Search the data for "object". Each line containing it is to be copied.
------ THE DATA
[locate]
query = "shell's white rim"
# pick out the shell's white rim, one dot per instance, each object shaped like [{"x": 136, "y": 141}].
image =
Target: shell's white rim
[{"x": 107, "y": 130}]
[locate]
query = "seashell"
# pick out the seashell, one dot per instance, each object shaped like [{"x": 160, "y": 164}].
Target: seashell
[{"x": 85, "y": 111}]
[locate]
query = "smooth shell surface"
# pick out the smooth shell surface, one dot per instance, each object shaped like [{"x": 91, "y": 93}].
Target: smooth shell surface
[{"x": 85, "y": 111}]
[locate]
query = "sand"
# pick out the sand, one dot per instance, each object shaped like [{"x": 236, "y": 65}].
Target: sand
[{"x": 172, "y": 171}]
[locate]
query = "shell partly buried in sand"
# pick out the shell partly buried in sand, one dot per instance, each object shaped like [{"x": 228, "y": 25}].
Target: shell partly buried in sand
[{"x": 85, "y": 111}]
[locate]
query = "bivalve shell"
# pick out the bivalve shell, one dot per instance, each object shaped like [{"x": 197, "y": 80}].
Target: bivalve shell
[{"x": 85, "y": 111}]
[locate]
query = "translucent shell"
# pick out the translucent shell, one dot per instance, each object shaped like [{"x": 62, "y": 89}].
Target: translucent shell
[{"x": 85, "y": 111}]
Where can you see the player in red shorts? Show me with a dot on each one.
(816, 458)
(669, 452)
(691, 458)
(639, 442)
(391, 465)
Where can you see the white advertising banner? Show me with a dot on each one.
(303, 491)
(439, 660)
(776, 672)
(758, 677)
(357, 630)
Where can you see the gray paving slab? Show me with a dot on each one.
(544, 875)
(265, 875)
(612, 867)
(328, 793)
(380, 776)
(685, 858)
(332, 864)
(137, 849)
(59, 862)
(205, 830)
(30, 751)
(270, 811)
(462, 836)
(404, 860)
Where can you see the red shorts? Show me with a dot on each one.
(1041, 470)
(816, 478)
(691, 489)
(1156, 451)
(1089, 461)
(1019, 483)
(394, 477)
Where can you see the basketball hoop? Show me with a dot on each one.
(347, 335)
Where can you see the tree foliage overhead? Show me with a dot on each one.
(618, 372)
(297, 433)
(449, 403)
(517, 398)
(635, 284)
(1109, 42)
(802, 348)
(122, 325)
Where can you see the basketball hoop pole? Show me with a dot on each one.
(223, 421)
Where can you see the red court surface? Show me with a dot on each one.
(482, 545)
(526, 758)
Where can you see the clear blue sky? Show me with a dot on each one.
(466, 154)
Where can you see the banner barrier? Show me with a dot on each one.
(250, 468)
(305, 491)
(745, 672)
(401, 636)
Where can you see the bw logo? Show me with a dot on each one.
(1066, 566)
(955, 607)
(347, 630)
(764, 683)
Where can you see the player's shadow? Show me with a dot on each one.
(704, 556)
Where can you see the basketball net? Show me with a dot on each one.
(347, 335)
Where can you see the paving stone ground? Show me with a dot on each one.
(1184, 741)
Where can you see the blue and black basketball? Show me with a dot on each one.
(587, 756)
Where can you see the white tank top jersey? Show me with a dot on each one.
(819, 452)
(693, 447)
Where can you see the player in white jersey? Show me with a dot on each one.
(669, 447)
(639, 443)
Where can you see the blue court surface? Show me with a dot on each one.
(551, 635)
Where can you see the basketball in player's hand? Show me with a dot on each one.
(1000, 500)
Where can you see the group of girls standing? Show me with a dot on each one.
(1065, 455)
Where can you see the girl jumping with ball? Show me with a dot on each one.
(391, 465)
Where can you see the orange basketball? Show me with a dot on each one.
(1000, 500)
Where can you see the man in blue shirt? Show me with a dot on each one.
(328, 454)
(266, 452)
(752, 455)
------------
OUTPUT:
# pick out the shell's white rim, one dot per instance, each object shaped like [{"x": 136, "y": 141}].
# pick out the seashell, one dot per instance, each object shaped like [{"x": 160, "y": 164}].
# pick out the smooth shell surface, one dot per instance, each object shaped like [{"x": 91, "y": 93}].
# pick out the sand, one dot per instance, each object shaped like [{"x": 236, "y": 65}].
# pick out the shell partly buried in sand, one dot per instance, each object shaped like [{"x": 228, "y": 25}].
# pick out the bivalve shell, one dot per instance, each object shaped like [{"x": 197, "y": 80}].
# pick out the translucent shell, one dot per instance, each object shaped like [{"x": 62, "y": 89}].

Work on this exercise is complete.